#### Short problem A:
Rewrite the Seven to Save text from "Seven to Save: 2014-15" to "and reuse planning.", replacing "neighborhood" with "community".
#### Short problem B:
Extend the Seven to Save text beyond its final sentence.

#### Text provided:
— begin —

Seven to Save: 2014-15 Edition
Maxwell Place Fire Station | Elmira, Chemung County
This handsome brick building, constructed on land generously donated by one of Elmira’s leading families, the Divens, served as a neighborhood fire station from 1897 to 1986. Designed in the Flemish Renaissance Revival style by the prominent regional firm Pierce and Bickford Architects, it was listed on the National Register of Historic Places in 1988. The building has received limited maintenance since it was last used as a fire station in 1986, but remains an anchor in the neighborhood, along with the nearby elementary school. The City of Elmira took over the building and now struggles with issues of safety, liability and reuse planning.
The inclusion of the Maxwell Place Fire Station on the Seven to Save list provides an opportunity for the League to work with local advocates to develop a strategy to attract new interest in the fire station. However, without information on its structural stability, a realistic reuse plan, and funding, the future of this vacant landmark is uncertain.
The Preservation League will work with stakeholders in the city and the community to promote the Maxwell Fire Station as an investment opportunity, and to help identify funding sources for a reuse that serves the needs of the 4th District and the city.
Old Stone Barracks | Plattsburgh, Clinton County
Constructed in 1838, this is the oldest building at the former Plattsburgh Air Force Base. Listed on the National Register of Historic Places in 1971, it illustrates the longstanding military presence in New York’s North Country between 1812 and 1995. The building boasts massive stone walls, heavy timber framing, and a two-story columned porch running the full length of the north façade. With views of Valcour Island, Cumberland Head, Grand Isle and the Green Mountains of Vermont, the building conveys the central role that military activities played in the history of the Champlain Valley.

— end —

#### Records:

— begin —

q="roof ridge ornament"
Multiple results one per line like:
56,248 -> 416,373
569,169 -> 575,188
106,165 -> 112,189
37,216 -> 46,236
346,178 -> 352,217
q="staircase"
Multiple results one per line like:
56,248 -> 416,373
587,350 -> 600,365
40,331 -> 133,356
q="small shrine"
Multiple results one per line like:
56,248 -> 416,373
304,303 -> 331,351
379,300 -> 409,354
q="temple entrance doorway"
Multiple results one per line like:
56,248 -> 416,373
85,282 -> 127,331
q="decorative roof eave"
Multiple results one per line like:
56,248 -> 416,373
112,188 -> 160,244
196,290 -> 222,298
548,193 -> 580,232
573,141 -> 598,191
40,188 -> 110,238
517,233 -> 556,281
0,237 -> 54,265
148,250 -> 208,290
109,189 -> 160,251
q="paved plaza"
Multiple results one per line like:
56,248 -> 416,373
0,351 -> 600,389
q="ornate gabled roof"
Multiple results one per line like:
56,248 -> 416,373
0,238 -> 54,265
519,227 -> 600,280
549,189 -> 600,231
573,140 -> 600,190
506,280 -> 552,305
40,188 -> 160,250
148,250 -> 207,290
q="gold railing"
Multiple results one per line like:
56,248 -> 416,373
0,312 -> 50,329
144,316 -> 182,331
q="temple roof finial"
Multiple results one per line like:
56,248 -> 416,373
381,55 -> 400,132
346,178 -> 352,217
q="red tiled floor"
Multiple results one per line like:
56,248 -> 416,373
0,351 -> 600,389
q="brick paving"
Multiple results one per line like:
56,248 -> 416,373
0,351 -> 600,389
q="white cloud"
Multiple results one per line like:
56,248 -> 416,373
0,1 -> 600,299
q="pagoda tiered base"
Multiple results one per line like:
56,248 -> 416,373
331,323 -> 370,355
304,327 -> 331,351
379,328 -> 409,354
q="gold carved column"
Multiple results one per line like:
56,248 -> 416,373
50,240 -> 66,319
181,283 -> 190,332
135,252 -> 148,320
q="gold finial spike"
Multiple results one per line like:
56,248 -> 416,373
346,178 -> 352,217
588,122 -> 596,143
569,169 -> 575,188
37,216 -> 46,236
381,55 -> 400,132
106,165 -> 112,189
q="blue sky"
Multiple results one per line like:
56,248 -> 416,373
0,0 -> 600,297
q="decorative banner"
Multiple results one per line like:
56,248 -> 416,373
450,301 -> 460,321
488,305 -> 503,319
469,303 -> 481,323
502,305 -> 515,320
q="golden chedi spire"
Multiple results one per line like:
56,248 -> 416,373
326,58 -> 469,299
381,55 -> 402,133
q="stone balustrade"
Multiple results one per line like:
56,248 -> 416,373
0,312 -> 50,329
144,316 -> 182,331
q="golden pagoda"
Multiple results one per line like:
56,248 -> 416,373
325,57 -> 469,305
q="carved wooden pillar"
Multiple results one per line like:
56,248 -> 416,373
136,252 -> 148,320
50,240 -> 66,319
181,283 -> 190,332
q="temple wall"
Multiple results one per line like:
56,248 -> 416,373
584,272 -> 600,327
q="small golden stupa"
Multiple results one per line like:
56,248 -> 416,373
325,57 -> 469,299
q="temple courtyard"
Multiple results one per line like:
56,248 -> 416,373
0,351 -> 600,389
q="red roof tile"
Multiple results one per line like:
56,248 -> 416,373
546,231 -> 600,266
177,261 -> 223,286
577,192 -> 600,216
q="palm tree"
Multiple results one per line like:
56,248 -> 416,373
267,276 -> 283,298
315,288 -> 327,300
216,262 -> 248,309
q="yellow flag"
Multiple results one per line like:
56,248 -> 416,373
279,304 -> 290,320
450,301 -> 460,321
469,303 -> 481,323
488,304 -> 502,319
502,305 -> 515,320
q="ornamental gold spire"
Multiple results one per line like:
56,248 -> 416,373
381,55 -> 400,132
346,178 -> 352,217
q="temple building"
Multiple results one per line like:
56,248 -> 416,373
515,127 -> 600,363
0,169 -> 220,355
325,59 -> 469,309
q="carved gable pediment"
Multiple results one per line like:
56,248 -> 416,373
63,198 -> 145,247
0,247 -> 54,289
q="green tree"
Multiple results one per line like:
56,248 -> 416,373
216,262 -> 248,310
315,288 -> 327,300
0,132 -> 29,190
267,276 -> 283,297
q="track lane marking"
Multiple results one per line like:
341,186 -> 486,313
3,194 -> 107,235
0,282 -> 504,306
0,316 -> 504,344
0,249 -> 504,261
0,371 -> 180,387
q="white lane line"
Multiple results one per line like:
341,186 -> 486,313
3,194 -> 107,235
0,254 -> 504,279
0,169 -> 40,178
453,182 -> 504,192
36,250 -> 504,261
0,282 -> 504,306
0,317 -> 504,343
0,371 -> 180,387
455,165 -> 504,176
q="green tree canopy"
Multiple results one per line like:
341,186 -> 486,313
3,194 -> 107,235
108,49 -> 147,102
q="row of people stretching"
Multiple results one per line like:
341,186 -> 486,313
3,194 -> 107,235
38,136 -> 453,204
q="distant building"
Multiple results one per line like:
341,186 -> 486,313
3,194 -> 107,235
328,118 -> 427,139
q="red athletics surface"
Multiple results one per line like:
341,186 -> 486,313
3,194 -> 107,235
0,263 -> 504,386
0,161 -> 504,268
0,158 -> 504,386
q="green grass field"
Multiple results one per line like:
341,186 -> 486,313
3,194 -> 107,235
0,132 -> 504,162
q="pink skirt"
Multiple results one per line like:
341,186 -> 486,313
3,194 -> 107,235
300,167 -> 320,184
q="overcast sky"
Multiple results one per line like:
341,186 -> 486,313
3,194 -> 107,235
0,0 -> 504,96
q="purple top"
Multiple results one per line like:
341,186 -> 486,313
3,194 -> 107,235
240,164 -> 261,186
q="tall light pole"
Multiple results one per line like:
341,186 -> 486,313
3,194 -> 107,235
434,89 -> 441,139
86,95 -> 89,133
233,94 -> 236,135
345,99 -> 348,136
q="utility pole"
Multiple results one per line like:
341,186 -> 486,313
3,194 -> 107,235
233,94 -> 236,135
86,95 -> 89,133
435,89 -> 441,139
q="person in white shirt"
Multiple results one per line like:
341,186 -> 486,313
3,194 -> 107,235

— end —

#### Task result A:
Seven to Save: 2014-15 Edition
Maxwell Place Fire Station | Elmira, Chemung County
This handsome brick building, constructed on land generously donated by one of Elmira’s leading families, the Divens, served as a community fire station from 1897 to 1986. Designed in the Flemish Renaissance Revival style by the prominent regional firm Pierce and Bickford Architects, it was listed on the National Register of Historic Places in 1988. The building has received limited maintenance since it was last used as a fire station in 1986, but remains an anchor in the community, along with the nearby elementary school. The City of Elmira took over the building and now struggles with issues of safety, liability and reuse planning.

#### Task result B:
A Canadian developer purchased the site in 2010, after decades of vacancy. Friends of the Old Stone Barracks organized following the sale to advocate for a sensitive reuse and redevelopment of the site. The Preservation League will work with the Friends group to ensure protection and appropriate redevelopment for the Old Stone Barracks.
Historic and Cultural Resources of Columbia County | Ghent, Columbia County
In 2012, NYS Electric and Gas (NYSEG) proposed an 11.1 mile, 115 kV high voltage power line through the town of Ghent, in north-central Columbia County. Intended as back-up to an existing line, the proposed power line would cross agricultural land, run through family farms and land under conservation easement, along the Omi International Arts Center’s sculpture fields, and through a community rich with historic homes. The line was to be constructed through a National Register-eligible historic district and within a mile of over 100 additional National Register-eligible properties. As of early winter 2015, it appears that Protect Ghent (www.protectghent.com/), which has advocated for a low-voltage, less-intrusive alternative, may be on the verge of a significant victory in settlement negotiations with the utility.
Ghent is no longer the only community in Columbia County threatened with new electrical transmission lines. The NYS Public Service Commission (PSC) is currently reviewing proposals from four developers to erect towering new 345 kV transmission lines to provide electricity to downstate markets. Over 80 communities in 18 counties in central and eastern New York face potential industrialization of their rural landscapes and threats of eminent domain. The richly historic Hudson River Valley, where the developers propose to site new lines, is at the heart of this transmission siting challenge.
We joined with Scenic Hudson and others to form the Hudson Valley Smart Energy Coalition and the group's work assessing transmission siting impacts in the region called into question the need for such power line expansion given new sources of energy generation coming on line in the New York City metro region, among other factors.
The PSC heard our concerns and announced in late December that, "After carefully considering comments from stakeholders and members of the public, and in light of other proceedings related to improving energy efficiency and modernizing the grid, we will carefully reexamine the need for transmission upgrades to address existing transmission congestion problems." The PSC will now host a technical conference in June 2015 to substantiate the need for this proposed transmission build out. This is a big win for the coalition and there will be extensive preparations over the next six months to prepare for this formal proceeding.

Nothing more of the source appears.